- [Passage]
SMBs cool on VoIP: survey

 

Exploding recent vendor hype about VoIP adoption by SMBs, latest Pacific Internet research suggests only one percent of companies with fewer than 200 staff have adopted the technology.

Exploding recent vendor hype about VoIP adoption by SMBs, latest Pacific Internet research suggests only one percent of companies with fewer than 200 staff have adopted the technology.

Only another six percent plan to use VoIP in the future, Pacific Internet's October Broadband Barometer survey suggested. The Broadband Barometer is a regular broadband use survey of Australian SMBs by the ISP.

Dennis Muscat, managing director at Pacific Internet, said VoIP adoption seemed to be concentrated in the bigger end of town. In SMBs, it was either very much at an early adopter stage or had fallen into a chasm.

"Where is VoIP? Only one percent are using VoIP, and only six percent are saying they will use VoIP," he said. "What has happened to that hyped-up technology?"

Muscat said he got called three or four times a week by people trying to push yet another VoIP wholesaler. But the statistics showed that Australia's 800,000 SMBs weren't buying it anyway.

"In businesses with one to 199 employees, we don't see it," he said.

Some other "hyped technologies", such as Virtual Private Networks (VPNs), video-conferencing and unified messaging also were not selling into smaller companies, he said.

Australia had some 2.8 million registered businesses, so a large percentage were SMBs, he added.

Muscat also noted that broadband uptake had improved significantly, with most opting for some variety of 256Kb/s xDSL. VoIP really needed much more bandwidth. SMBs also perhaps did not understand what VoIP was and what it could offer, he speculated.

Pacific Internet's last Broadband Barometer survey was 14 months ago. Sixty-four percent of SMBs used dialup in 2003, but in October 2005 that figure appeared to have shrunk to around 27 percent.

"Only about five percent of those surveyed were operating businesses that did not have any internet service," Muscat said.

Regional areas had also moved ahead in broadband adoption, which three years ago had been about half the rate of takeup in cities. Today, broadband takeup in regional areas had reached 70 percent, he said.

- [Dataset extract]
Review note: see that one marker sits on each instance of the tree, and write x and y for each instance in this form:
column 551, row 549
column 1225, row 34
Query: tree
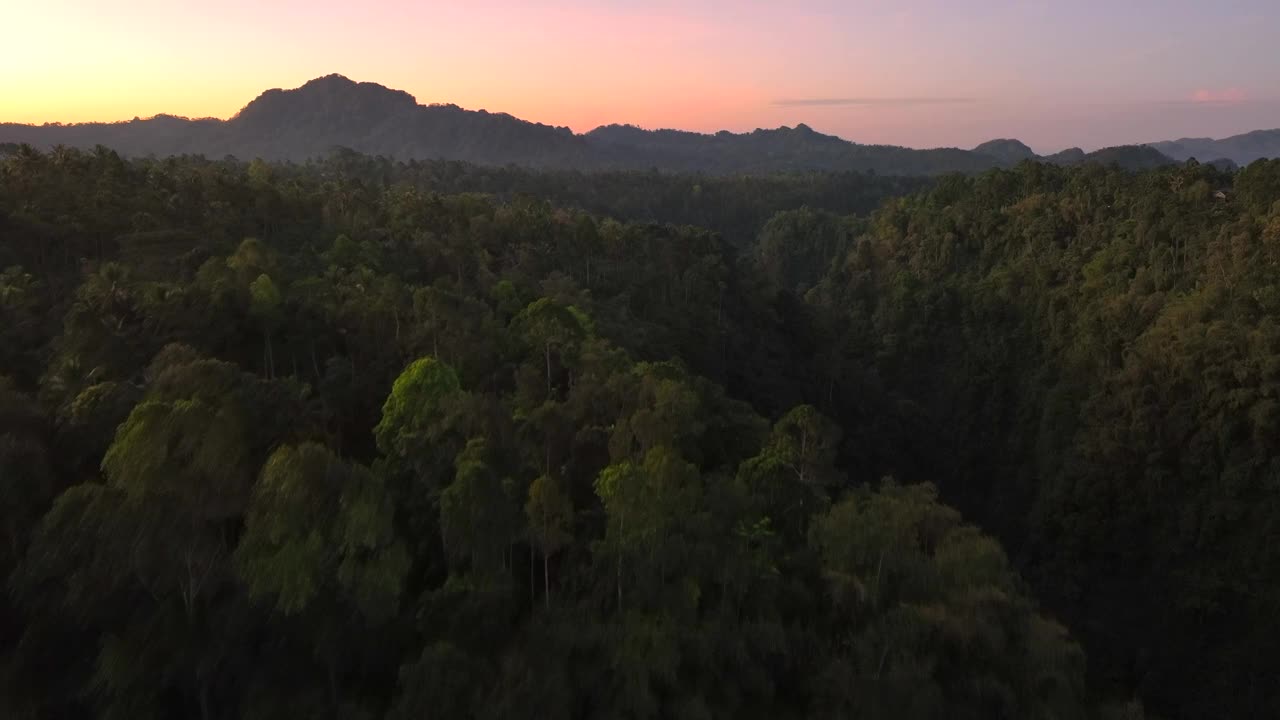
column 265, row 305
column 549, row 513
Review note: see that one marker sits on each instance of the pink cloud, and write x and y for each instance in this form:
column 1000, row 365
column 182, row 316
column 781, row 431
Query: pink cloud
column 1219, row 96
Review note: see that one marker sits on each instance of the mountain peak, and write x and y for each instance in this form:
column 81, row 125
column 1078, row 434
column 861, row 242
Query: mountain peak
column 341, row 99
column 1006, row 150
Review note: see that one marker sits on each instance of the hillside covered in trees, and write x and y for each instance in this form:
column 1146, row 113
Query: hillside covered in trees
column 362, row 438
column 333, row 112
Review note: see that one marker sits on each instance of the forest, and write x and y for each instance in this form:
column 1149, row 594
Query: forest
column 361, row 438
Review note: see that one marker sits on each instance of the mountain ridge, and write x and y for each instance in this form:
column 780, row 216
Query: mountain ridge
column 336, row 112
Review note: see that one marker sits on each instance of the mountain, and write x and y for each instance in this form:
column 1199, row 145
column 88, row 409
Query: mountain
column 1010, row 151
column 336, row 112
column 1240, row 149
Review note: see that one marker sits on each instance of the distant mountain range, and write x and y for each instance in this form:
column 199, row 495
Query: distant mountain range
column 1239, row 149
column 334, row 112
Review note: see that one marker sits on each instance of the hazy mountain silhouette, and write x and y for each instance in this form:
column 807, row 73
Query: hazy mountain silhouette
column 1240, row 149
column 334, row 112
column 1006, row 150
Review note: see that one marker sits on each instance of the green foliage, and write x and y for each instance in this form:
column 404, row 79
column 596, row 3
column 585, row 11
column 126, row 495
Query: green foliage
column 316, row 522
column 233, row 492
column 419, row 410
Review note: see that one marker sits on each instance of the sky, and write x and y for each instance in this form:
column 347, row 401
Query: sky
column 922, row 73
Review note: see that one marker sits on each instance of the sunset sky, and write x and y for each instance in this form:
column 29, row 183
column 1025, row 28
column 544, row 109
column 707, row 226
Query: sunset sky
column 1054, row 73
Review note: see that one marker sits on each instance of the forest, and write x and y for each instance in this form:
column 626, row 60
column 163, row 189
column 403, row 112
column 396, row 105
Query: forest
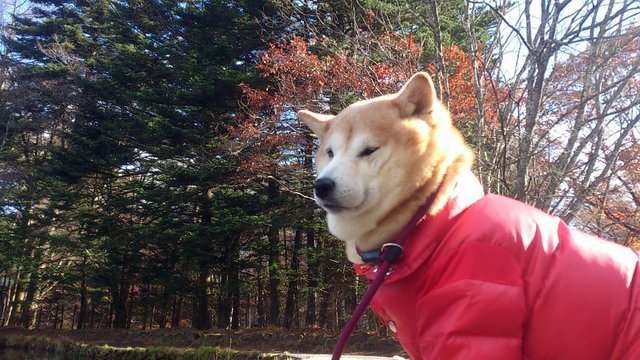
column 154, row 174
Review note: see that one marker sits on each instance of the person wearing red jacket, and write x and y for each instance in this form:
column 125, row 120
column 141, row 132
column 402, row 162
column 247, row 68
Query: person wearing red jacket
column 489, row 277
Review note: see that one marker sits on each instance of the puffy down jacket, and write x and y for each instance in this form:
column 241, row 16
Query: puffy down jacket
column 492, row 278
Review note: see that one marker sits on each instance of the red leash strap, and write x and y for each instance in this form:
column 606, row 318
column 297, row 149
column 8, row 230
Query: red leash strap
column 383, row 267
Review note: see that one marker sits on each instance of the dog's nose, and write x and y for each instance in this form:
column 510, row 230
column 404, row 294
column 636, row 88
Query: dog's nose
column 323, row 187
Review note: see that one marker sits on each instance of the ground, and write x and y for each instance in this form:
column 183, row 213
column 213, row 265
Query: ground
column 263, row 340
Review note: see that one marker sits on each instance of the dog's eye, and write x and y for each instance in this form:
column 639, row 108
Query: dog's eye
column 368, row 151
column 330, row 153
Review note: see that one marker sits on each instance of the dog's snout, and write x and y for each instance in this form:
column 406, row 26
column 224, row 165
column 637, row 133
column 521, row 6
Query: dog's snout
column 323, row 187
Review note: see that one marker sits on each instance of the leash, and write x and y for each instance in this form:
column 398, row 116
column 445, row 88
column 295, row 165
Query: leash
column 388, row 254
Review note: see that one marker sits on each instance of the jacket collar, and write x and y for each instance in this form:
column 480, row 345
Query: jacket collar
column 425, row 238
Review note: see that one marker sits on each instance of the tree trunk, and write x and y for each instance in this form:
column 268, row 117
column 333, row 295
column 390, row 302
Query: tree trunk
column 26, row 318
column 312, row 280
column 119, row 297
column 202, row 316
column 290, row 312
column 274, row 278
column 82, row 315
column 175, row 312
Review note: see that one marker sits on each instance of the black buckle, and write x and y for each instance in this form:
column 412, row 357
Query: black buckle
column 391, row 252
column 370, row 257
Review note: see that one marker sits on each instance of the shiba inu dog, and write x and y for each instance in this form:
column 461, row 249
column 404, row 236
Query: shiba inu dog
column 483, row 276
column 379, row 159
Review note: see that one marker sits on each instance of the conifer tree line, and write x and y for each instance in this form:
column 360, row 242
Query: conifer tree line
column 153, row 172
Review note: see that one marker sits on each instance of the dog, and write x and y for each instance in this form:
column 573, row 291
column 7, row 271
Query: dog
column 481, row 276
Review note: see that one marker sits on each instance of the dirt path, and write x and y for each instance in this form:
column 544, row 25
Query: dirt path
column 343, row 357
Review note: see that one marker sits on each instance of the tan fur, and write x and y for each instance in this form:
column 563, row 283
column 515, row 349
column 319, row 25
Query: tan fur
column 418, row 149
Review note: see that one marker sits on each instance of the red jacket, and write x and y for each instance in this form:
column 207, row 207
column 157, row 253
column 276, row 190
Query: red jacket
column 492, row 278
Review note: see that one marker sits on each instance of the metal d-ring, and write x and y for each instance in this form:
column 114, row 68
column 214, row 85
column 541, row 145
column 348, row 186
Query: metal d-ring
column 394, row 252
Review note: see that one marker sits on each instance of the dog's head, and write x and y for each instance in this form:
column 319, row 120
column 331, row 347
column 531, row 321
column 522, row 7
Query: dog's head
column 378, row 155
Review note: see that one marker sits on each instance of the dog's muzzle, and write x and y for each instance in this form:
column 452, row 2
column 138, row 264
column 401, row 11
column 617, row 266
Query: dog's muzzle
column 323, row 188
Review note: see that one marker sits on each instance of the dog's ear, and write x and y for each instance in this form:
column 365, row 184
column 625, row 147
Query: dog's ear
column 318, row 123
column 417, row 96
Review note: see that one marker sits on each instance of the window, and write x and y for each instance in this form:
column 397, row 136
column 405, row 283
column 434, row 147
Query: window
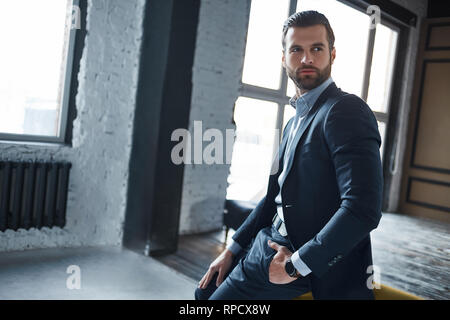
column 363, row 66
column 36, row 63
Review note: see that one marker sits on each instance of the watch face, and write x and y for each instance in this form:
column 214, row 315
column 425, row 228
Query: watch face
column 290, row 269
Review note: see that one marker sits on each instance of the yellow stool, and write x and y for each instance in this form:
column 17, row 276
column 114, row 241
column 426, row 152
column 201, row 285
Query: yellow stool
column 384, row 293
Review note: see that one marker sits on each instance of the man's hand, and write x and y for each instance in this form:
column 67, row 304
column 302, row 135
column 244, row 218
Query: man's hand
column 221, row 264
column 277, row 273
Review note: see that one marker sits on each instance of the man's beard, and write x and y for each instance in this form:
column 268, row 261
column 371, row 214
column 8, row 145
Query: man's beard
column 306, row 82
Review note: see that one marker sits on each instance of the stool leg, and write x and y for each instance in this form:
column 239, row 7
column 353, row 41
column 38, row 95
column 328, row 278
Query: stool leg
column 226, row 235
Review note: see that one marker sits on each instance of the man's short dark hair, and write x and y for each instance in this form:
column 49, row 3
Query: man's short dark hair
column 308, row 19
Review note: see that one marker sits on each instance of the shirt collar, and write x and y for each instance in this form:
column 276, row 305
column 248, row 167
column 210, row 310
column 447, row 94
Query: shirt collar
column 306, row 101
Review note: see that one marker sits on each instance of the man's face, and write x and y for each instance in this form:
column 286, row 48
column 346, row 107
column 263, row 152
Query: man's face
column 307, row 57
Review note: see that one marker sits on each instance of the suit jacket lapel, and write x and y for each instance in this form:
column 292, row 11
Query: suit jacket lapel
column 307, row 121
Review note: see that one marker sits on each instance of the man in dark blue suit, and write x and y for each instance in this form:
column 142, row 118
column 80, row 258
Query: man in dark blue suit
column 311, row 232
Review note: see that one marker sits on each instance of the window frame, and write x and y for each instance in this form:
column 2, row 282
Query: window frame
column 67, row 109
column 280, row 97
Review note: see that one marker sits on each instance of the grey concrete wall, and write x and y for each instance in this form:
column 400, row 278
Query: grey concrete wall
column 101, row 137
column 419, row 7
column 218, row 61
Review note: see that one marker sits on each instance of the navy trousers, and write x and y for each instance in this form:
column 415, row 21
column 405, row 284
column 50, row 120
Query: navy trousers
column 248, row 278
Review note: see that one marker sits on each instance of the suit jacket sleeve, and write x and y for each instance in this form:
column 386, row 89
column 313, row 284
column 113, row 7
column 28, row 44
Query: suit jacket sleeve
column 351, row 133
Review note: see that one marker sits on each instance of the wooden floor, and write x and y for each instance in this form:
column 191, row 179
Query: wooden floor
column 412, row 254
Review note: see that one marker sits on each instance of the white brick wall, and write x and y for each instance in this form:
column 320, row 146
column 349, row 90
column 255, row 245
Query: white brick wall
column 217, row 71
column 102, row 133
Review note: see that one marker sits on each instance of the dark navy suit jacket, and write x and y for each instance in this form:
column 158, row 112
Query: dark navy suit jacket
column 331, row 196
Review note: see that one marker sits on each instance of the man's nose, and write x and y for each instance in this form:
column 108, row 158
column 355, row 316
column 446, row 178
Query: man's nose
column 306, row 59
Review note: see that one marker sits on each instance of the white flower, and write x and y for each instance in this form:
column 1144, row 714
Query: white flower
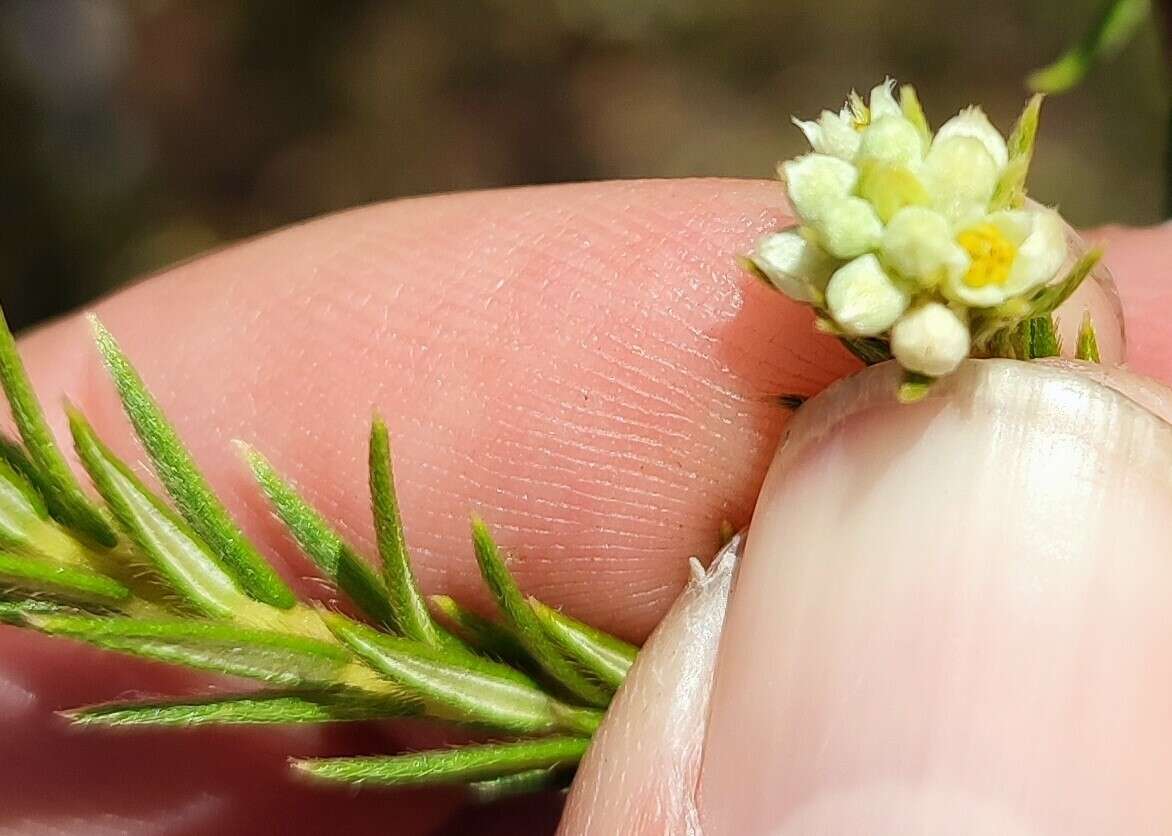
column 891, row 140
column 794, row 265
column 832, row 134
column 1010, row 253
column 849, row 228
column 883, row 100
column 863, row 299
column 973, row 122
column 931, row 340
column 817, row 181
column 919, row 244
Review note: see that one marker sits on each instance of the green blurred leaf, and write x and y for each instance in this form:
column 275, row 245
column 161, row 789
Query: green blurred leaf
column 461, row 687
column 332, row 555
column 266, row 707
column 223, row 647
column 192, row 495
column 172, row 548
column 1117, row 21
column 605, row 657
column 58, row 580
column 407, row 602
column 450, row 766
column 62, row 493
column 524, row 623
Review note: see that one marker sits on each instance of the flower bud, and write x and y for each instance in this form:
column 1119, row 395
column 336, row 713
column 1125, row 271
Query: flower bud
column 931, row 340
column 850, row 228
column 795, row 266
column 817, row 181
column 863, row 299
column 919, row 244
column 974, row 123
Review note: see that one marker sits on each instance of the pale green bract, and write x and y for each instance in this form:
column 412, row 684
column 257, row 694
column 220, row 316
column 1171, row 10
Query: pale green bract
column 920, row 245
column 178, row 583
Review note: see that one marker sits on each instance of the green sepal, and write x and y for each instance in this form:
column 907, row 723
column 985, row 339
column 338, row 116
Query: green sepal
column 1088, row 341
column 913, row 111
column 176, row 552
column 1010, row 191
column 35, row 577
column 461, row 687
column 276, row 658
column 55, row 481
column 602, row 656
column 1117, row 21
column 464, row 765
column 332, row 555
column 914, row 387
column 870, row 349
column 544, row 780
column 261, row 708
column 410, row 609
column 483, row 636
column 204, row 512
column 524, row 624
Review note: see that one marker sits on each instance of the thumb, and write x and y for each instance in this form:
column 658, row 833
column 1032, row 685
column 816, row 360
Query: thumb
column 949, row 617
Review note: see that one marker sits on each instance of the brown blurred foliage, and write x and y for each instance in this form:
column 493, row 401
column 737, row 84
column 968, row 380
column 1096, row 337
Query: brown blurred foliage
column 138, row 133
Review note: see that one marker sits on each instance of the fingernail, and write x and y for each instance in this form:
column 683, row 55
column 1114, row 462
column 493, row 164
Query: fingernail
column 952, row 617
column 640, row 773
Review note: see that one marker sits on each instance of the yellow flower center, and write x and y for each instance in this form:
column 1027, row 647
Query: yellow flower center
column 990, row 252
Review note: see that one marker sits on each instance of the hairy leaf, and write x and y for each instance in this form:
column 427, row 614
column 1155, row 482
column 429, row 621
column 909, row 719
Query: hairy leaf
column 164, row 537
column 266, row 707
column 410, row 609
column 332, row 555
column 186, row 486
column 223, row 647
column 62, row 493
column 456, row 686
column 524, row 623
column 605, row 657
column 449, row 766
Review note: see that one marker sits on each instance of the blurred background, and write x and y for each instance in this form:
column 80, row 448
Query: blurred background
column 137, row 133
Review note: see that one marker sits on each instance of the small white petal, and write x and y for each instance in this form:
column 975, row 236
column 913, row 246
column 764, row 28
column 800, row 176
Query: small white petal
column 918, row 243
column 931, row 340
column 1041, row 255
column 883, row 100
column 962, row 176
column 891, row 140
column 832, row 134
column 817, row 181
column 974, row 123
column 863, row 299
column 849, row 228
column 794, row 265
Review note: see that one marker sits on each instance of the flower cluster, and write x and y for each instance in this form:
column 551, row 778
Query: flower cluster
column 908, row 236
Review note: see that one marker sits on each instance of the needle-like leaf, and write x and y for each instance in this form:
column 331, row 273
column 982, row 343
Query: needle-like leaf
column 186, row 486
column 605, row 657
column 486, row 637
column 266, row 707
column 332, row 555
column 524, row 623
column 449, row 766
column 62, row 493
column 164, row 537
column 1088, row 342
column 267, row 656
column 58, row 580
column 461, row 687
column 410, row 609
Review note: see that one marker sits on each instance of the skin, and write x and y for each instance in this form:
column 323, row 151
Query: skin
column 584, row 366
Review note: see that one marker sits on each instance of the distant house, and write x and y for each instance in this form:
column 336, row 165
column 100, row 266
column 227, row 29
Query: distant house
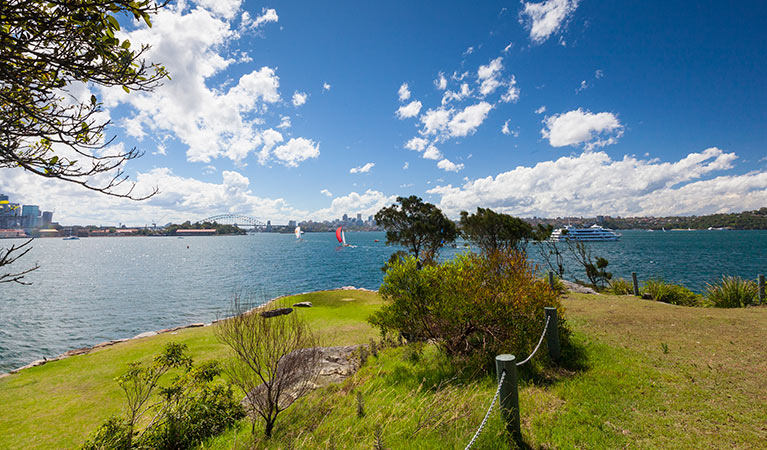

- [Prompt 1] In the VoIP survey article, what reasons does Muscat give for why SMBs might not be taking up VoIP? Answer in one to three sentences.
- [Prompt 2] Carry on the article about the SMB VoIP survey, starting after its last sentence.
The records have nothing to do with the article on small businesses and VoIP.

- [Exercise result 1] Most SMBs had opted for some variety of 256Kb/s xDSL, while VoIP really needed much more bandwidth. Muscat also speculated that SMBs perhaps did not understand what VoIP was and what it could offer.

- [Exercise result 2]
Ninety-three percent of SMBs used their internet connection for email. Many were using or planning to use their broadband to increase access to or use different applications, he said.

Sales, CRM and ASP (application service provision) tools were beginning to move into the SMB market, Muscat said.

"There will be a 210 percent increase in SMBs adopting ASP tools over the next 12 months," he said. "Also, industry-specific applications that often rely on broadband, like health systems, will deliver 75 percent growth in SMB use."

Security concerns were growing. About 60 percent used spam management tools and 52 percent a software firewall. Another 50 percent had opted for a hardware firewall. Some 54 percent of Australian SMBs surveyed said they were "very aware" of the need to protect customer and staff data, Muscat added.

Fifty percent were most concerned about security of data and financial transactions, while 23 percent were "very concerned" about computer viruses, he said.

Landry Fevre, analyst at IDC, said the survey was carried out by telephone. The last Broadband Barometer had been performed by ACNeilsen 14 months ago, so the results weren't entirely comparable.

"If you do it online, you're already assuming people are online," Fevre pointed out.

Some 70 percent of the 305 respondents who were on broadband were on 256Kb/s connections, he added.